▶ **Instructions to follow**:
Repeat the entries below exactly and in full.

[Extracted records]

········

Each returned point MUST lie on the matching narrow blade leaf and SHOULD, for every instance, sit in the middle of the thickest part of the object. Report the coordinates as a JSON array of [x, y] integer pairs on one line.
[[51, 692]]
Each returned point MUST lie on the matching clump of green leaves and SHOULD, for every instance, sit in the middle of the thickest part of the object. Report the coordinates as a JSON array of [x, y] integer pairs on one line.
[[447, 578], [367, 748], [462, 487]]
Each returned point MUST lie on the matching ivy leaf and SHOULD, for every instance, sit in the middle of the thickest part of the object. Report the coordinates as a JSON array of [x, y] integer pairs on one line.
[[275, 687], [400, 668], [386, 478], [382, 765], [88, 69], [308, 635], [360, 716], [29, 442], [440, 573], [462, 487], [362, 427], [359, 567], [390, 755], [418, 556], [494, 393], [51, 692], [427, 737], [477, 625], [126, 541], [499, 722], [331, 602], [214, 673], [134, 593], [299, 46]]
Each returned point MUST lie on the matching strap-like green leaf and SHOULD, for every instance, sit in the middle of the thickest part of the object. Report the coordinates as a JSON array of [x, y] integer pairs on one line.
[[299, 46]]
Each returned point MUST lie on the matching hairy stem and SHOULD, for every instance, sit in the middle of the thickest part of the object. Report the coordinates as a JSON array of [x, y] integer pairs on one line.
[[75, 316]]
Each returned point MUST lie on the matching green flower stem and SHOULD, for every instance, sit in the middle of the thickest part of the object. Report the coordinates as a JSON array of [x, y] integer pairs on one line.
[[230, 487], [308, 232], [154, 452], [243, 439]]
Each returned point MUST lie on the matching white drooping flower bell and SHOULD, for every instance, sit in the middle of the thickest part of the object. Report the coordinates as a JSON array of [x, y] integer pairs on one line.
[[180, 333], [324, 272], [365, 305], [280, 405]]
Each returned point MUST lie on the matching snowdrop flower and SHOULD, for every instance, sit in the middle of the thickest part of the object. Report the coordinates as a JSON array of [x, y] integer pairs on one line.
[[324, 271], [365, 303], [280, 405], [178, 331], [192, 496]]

········

▶ **Solved exercise**:
Each returned point MUST lie on the matching narrow blade leaf and SHOULD, for every instance, sit in the middle of the thickest part of the object. Report the coordinates as a JSON array of [x, y] integer pairs on one line.
[[51, 692]]
Each returned point MUST lie on the matching clump of green leaves and SHOULD, for every instance, sit in the middle of the thickest part of the object. Report the coordinates as a JSON array of [x, y] integer pairs on one line.
[[447, 578], [367, 748], [462, 487]]
Each returned point MUST lie on the matching ivy leaf and SHOULD, for every instance, sit in the middle of the thickest part of the object. Report the coordinates as a JSON array of [x, y] integer pairs on one line.
[[275, 687], [400, 668], [386, 478], [382, 765], [88, 69], [308, 635], [360, 716], [29, 442], [440, 573], [462, 487], [362, 427], [359, 567], [390, 755], [418, 556], [494, 393], [51, 692], [427, 737], [477, 625], [126, 541], [499, 722], [331, 602], [214, 673], [134, 593], [299, 46]]
Each returned point MUST lie on the matching strap-like green leaf and SHOULD, for every instance, sit in the middle of the thickest part of the object. Report the coordinates as a JSON array of [x, y] integer pairs on one line.
[[299, 46]]
Each returned point MUST lie on the matching hairy stem and SHOULD, for every instance, sit in the middle of the thickest part of the object. Report the coordinates as a JSON array of [x, y] integer pairs on one line.
[[75, 316]]
Each returned point MUST lie on the matching green flower stem and SHOULD, for every instance, sit in the middle of the thickest part of the object. Report the coordinates as a JSON array of [x, y] integer pairs on one line.
[[230, 487], [308, 232], [154, 452], [243, 439]]
Each returned point MUST lie on the matching white drooping flower bell and SHOULD, for every instance, sit in the middle of the thickest part of the object. Report the coordinates as a JSON array of [x, y] integer pairs on one line.
[[180, 333], [324, 272], [365, 305], [280, 405]]
Each returned point MUST lie on the matching snowdrop flower and SHOULD, for every instance, sit in the middle of the thickest part of the object. Report the coordinates as a JSON array of [x, y] integer pairs on one line.
[[324, 271], [365, 303], [280, 405], [178, 331], [192, 496]]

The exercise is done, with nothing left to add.